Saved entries
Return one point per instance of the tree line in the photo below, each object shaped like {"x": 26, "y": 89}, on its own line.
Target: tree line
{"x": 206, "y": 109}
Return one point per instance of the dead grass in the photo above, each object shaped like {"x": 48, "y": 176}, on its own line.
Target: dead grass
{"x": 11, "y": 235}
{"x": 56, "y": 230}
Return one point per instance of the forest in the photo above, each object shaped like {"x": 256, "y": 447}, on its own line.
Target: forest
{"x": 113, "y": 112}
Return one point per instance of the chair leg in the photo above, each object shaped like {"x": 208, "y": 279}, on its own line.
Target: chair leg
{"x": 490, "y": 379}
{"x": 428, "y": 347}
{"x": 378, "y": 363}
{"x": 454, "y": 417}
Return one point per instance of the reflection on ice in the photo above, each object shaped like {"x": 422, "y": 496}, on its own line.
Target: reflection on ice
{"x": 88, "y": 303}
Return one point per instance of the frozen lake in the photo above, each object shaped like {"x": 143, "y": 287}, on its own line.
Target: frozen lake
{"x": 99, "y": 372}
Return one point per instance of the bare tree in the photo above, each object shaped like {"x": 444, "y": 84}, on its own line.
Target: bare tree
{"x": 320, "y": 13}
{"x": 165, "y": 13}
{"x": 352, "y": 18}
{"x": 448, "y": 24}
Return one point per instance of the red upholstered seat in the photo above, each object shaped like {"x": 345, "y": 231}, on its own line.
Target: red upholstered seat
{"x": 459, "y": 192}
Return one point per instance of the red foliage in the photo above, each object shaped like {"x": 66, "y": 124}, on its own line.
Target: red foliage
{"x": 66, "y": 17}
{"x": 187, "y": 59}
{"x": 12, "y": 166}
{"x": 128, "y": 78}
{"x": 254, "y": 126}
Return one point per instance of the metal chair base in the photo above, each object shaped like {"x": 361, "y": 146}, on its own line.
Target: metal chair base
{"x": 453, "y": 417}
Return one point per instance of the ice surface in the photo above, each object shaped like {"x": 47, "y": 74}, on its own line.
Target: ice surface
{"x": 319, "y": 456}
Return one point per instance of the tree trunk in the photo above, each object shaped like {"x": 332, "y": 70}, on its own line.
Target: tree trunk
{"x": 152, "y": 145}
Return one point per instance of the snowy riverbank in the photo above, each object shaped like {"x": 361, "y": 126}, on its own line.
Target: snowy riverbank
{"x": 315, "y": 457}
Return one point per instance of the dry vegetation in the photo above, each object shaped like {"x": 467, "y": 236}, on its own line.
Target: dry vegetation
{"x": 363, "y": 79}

THE PROBLEM
Print the records above exactly as they appear.

RESPONSE AREA
Return one point per instance of the tree line in the photo below, each object shaped like {"x": 26, "y": 89}, on its own line.
Target: tree line
{"x": 206, "y": 109}
Return one point per instance of the dead grass in the photo above, each object shaped like {"x": 48, "y": 176}, on its own line.
Target: dead grass
{"x": 11, "y": 235}
{"x": 56, "y": 230}
Return one point per instance of the forest in the photo above, each object shaped like {"x": 256, "y": 447}, on its own line.
Target: forest
{"x": 113, "y": 112}
Return one point per instance of the chair leg in the photo above, each object shaped like {"x": 208, "y": 279}, on its own line.
Target: chair leg
{"x": 490, "y": 379}
{"x": 428, "y": 347}
{"x": 378, "y": 363}
{"x": 454, "y": 417}
Return one point per instance of the reflection on ice in the photo above, each object shaped like {"x": 422, "y": 496}, on its own line.
Target: reflection on ice
{"x": 88, "y": 303}
Return one point per instance of the frozen lake in the photo above, each object shaped like {"x": 143, "y": 287}, on its own line.
Target: frozen lake
{"x": 99, "y": 372}
Return one point per instance of the bare tree in the photo above, each object shaped like {"x": 444, "y": 84}, on its own line.
Target: bare tree
{"x": 320, "y": 13}
{"x": 165, "y": 13}
{"x": 352, "y": 18}
{"x": 448, "y": 24}
Return one point per instance of the red upholstered seat in the photo above, each object shaped like {"x": 345, "y": 231}, on its own line.
Target: red upholstered seat
{"x": 459, "y": 192}
Return one point per instance of the red foliage in the photo above, each object shaped like {"x": 66, "y": 124}, on its own line.
Target: red foliage
{"x": 66, "y": 17}
{"x": 187, "y": 59}
{"x": 12, "y": 166}
{"x": 128, "y": 78}
{"x": 254, "y": 126}
Return one point per instance of the metal chair base in the photo above, each object shaped like {"x": 361, "y": 146}, on its own line.
Target: metal chair base
{"x": 453, "y": 417}
Return one point per instance of the ice surface in the photo above, each object shaped like {"x": 47, "y": 74}, on its own line.
Target: ice surface
{"x": 319, "y": 456}
Return one point per instance of the tree trunk in the photo above, each object shaped like {"x": 332, "y": 70}, on its own line.
Target: tree trunk
{"x": 152, "y": 145}
Return one point per instance of the snowy riverbank in the photo above, each object shaped like {"x": 361, "y": 126}, on its own line.
Target: snowy riverbank
{"x": 315, "y": 457}
Return one point per instance of the dry vegetation in the photo above, each object shaped like {"x": 467, "y": 236}, on its own line.
Target: dry vegetation
{"x": 363, "y": 79}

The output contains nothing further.